* _FRAGMENT TEKSTU_
Do starcia obu armii doszło pod Altaku - nieopodal Timny (701 r p.n.e.). Egipcjanie zajęli pozycje w dolinie, tuż obok sprzymierzonych z nimi Filistynów (głównie z Ekronu). Asyryjczycy natarli na nich od południa, znad wzgórz, a bitwa ta szybko zamieniła się pogrom egipsko-filistyńskich wojsk. Szabataką i  Taharka co prawda zdołali uciec z pola bitwy, ale cały egipski korpus oficerski dostał się do asyryjskiej niewoli, a armia egipska praktycznie przestała istnieć (w tym najbardziej bitny i elitarny Korpus Delty). Po tym zwycięstwie było już oczywiste, że rebelia nie ma żadnych szans na sukces. Twierdza Altaku natychmiast skapitulowała, podobnie jak miasto Timna, a następnie Sannaherib ruszył na Ekron - miasto którego mieszkańcy obalili wiernego Asyrii króla Padiego, a następnie w łańcuchach (aby go bardziej upokorzyć) odesłali do Jerozolimy, do Ezechiasza, który wtrącił go do lochu. Po całkowitym zwycięstwie nad Egipcjanami, Ekron nie zamierzał już się bronić, gdyż większość wojska pochodzącego z tego miasta również zginęło w dolinie Altaku. Poddali się licząc na łaskę Sannaheriba, ale jej nie znaleźli. Na swej steli wojennej (wystawionej następnie w Niniwie) Sannaherib pisał po zajęciu Ekronu: "Zabiłem możnych i wodzów, którzy dopuścili się buntu, a ich ciała umieściłem na palach w okręgu wokół miasta. Tych mieszkańców, którzy dopuścili się przestępstw, wziąłem do niewoli, a tym, którzy nie dopuścili się przestępstw i nie przekroczyli granic, przebaczyłem". Brakowało jeszcze tylko przywróconego ponownie do władzy króla Padiego, który nadal przebywał w niewoli jerozolimskiej u Ezechiasza. Ten zaś zdawał sobie sprawę ze swego tragicznego położenia, jako że nagle okazało się iż... został sam, całkiem sam, bo wszyscy sojusznicy Judy zostali rozbici przez Asyryjczyków. Nic więc dziwnego że posłał do Sannaheriba wiadomość takowej treści: "Zbłądziłem. Odstąp ode mnie! Cokolwiek mi nałożysz, to poniosę" - innymi słowy godził się zapłacić każdą narzuconą daninę, aby tylko Sannaherib darował mu winy i odstąpił od oblężenia Jerozolimy.

Fragment pliku z danymi
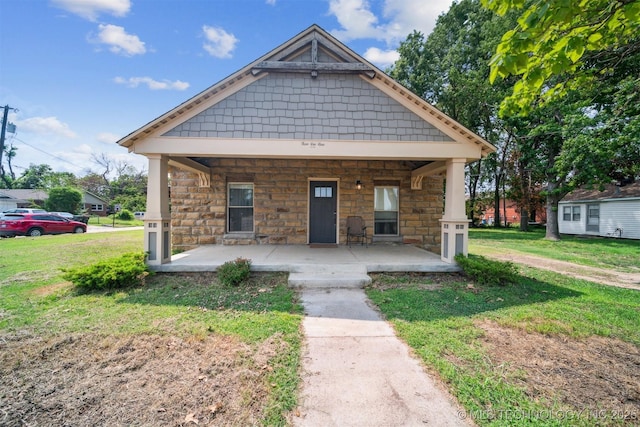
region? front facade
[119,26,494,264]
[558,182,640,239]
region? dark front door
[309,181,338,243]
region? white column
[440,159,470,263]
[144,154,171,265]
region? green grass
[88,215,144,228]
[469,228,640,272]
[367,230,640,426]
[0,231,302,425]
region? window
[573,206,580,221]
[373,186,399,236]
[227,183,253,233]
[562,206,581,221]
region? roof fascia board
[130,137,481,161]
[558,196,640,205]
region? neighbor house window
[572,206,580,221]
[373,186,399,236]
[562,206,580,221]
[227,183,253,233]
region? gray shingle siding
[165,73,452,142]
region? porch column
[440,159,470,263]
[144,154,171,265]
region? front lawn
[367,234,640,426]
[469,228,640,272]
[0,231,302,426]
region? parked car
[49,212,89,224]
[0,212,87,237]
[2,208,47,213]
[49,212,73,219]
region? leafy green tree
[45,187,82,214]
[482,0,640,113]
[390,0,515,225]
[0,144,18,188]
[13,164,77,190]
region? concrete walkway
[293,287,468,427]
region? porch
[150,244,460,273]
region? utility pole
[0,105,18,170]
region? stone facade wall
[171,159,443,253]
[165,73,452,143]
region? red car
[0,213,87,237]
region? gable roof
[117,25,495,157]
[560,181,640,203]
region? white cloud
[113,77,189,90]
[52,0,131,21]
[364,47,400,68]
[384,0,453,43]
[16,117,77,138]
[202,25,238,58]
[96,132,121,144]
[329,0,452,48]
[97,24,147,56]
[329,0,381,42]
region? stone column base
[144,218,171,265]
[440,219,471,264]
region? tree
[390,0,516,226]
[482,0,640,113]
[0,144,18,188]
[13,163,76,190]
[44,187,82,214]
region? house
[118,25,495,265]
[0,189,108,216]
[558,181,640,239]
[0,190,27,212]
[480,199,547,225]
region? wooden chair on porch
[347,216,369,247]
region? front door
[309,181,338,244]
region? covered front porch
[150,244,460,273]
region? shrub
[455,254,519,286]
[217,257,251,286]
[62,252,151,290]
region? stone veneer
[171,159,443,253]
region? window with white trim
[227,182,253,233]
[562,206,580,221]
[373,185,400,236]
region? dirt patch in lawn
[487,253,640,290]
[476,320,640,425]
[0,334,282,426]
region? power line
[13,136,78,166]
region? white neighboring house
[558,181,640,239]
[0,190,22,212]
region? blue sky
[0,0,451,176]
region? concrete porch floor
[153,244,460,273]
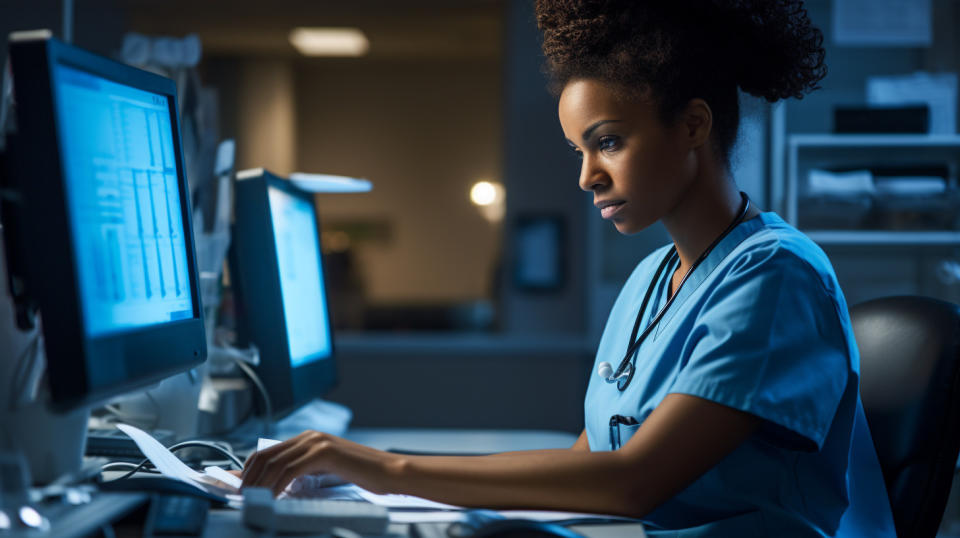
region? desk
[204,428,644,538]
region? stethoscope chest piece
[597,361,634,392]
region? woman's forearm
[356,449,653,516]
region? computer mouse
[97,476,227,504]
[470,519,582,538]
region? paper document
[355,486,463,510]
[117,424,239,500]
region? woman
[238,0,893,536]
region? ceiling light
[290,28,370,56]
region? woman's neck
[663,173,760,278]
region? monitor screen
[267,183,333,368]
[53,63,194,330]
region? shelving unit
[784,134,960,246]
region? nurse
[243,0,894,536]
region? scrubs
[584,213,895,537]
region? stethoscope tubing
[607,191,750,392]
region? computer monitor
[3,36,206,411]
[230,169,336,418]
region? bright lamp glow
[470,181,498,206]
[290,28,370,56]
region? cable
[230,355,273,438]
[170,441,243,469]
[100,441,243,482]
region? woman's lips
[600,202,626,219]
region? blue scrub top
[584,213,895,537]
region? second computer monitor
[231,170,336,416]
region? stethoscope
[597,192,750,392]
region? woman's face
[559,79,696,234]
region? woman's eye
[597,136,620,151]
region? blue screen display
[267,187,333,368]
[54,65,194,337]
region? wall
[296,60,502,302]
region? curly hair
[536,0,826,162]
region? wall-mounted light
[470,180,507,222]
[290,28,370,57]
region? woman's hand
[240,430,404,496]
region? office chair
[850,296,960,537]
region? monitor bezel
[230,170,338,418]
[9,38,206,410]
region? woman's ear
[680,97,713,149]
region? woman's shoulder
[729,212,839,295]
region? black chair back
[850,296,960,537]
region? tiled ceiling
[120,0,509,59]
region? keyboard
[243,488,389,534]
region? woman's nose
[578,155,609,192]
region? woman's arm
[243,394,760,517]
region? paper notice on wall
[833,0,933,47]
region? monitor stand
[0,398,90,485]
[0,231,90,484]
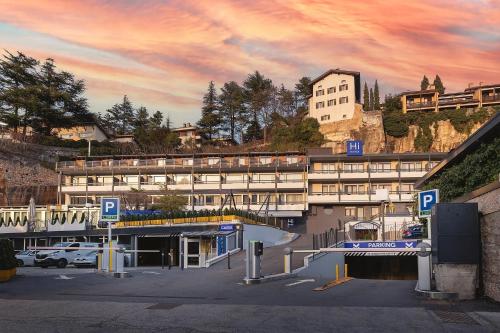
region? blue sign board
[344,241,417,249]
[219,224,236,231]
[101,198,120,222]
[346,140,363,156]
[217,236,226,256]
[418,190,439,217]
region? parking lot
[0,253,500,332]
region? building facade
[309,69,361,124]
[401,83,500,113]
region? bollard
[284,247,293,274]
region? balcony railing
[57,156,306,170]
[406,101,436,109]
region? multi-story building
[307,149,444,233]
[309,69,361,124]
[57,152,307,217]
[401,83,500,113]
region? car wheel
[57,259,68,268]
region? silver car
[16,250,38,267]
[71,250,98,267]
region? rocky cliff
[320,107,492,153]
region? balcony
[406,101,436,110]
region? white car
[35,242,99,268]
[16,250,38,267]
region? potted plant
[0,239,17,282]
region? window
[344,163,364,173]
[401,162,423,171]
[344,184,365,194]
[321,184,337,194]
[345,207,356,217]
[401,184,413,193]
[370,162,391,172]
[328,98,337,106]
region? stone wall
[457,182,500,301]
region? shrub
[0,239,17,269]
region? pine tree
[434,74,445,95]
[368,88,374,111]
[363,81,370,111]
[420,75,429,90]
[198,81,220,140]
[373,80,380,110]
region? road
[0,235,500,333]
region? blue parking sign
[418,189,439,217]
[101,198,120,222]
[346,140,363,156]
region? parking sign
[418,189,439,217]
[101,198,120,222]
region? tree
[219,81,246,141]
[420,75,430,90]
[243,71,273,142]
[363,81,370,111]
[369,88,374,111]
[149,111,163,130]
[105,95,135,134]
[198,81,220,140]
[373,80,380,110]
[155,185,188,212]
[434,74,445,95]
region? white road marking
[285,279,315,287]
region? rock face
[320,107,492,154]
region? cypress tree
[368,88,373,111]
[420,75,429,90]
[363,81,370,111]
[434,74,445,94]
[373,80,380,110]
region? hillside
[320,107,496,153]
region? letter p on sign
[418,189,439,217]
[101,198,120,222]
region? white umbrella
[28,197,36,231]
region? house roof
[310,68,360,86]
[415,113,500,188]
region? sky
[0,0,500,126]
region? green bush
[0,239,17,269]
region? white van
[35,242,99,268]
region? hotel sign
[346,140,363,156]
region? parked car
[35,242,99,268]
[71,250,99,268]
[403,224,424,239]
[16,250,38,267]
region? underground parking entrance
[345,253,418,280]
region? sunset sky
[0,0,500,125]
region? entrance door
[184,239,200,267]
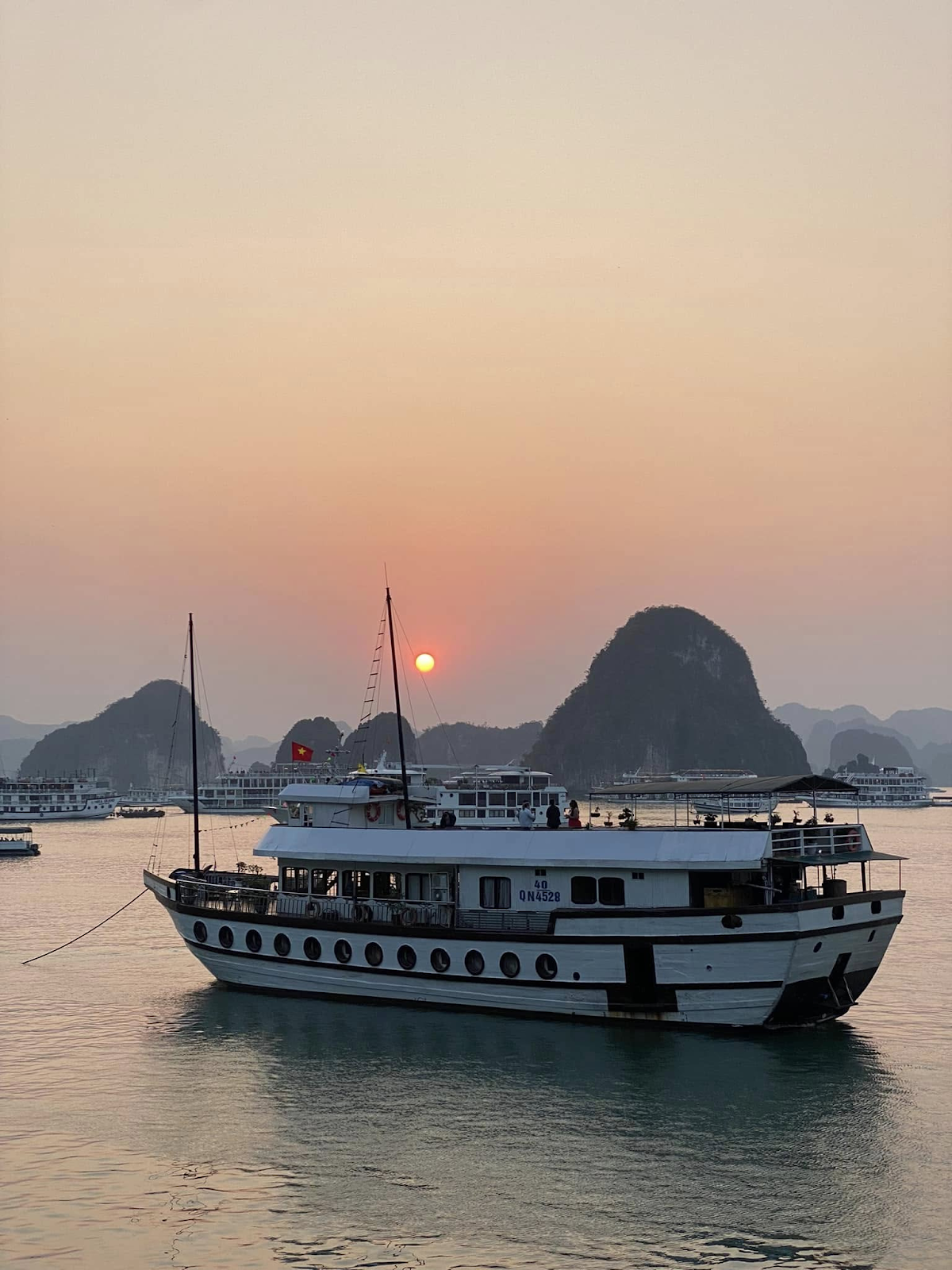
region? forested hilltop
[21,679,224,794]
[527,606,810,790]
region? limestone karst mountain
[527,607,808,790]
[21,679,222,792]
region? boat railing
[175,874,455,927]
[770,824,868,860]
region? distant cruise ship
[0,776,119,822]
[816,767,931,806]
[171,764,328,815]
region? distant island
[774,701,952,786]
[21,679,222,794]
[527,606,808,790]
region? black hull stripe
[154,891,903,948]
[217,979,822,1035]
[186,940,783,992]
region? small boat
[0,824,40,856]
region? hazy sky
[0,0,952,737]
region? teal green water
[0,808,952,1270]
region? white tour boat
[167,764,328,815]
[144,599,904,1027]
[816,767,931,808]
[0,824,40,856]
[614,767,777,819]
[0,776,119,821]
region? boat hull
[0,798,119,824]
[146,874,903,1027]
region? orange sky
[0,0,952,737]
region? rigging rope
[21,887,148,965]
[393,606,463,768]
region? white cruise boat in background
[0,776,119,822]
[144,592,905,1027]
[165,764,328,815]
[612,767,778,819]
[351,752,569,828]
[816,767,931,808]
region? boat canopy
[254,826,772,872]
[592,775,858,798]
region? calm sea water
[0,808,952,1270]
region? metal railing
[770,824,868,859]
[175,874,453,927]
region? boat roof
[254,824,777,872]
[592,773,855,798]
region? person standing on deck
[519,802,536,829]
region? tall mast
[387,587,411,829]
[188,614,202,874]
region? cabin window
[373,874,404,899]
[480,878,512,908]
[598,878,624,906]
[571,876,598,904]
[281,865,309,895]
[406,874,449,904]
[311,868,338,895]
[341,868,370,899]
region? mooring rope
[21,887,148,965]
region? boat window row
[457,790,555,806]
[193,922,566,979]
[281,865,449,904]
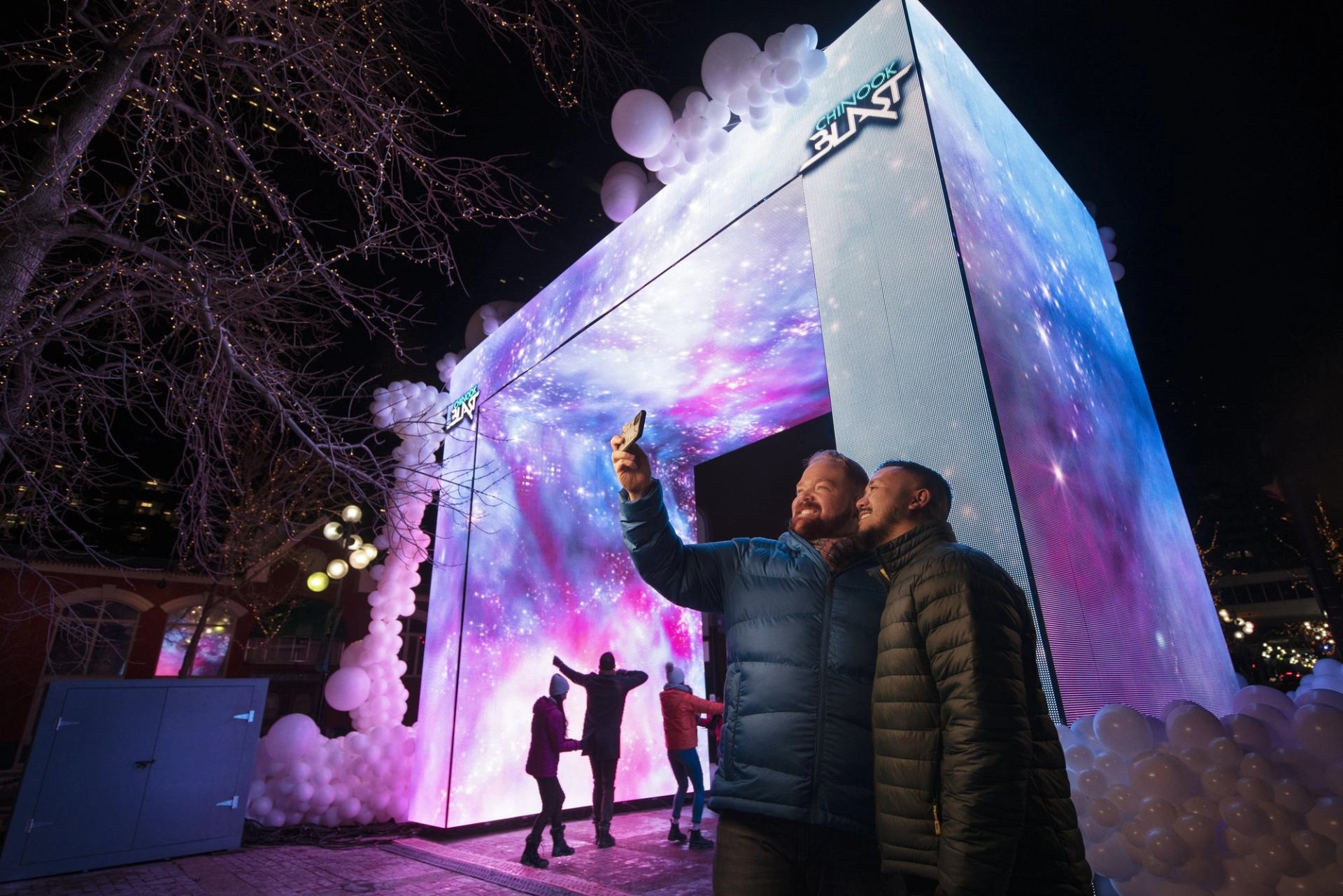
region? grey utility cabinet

* _POLECENIA_
- 1) Proszę ocenić, czy poniższe zdania zgadzają się z tekstem o bitwie pod Altaku: (a) Egipcjanie zajęli pozycje na wzgórzach, (b) Szabataka i Taharka uciekli z pola bitwy, (c) Ekron zaciekle się bronił. Przy każdym zdaniu podaj „tak” lub „nie” oraz rozstrzygające słowa tekstu w dosłownym cytacie.
- 2) Dokąd według tekstu o bitwie pod Altaku mieszkańcy Ekronu odesłali obalonego króla Padiego?

* _ODPOWIEDZI_
- 1)
(a) Nie: „Egipcjanie zajęli pozycje w dolinie”.
(b) Tak: „zdołali uciec z pola bitwy”.
(c) Nie: „Ekron nie zamierzał już się bronić”.

- 2) Do Jerozolimy, do Ezechiasza, który wtrącił go do lochu.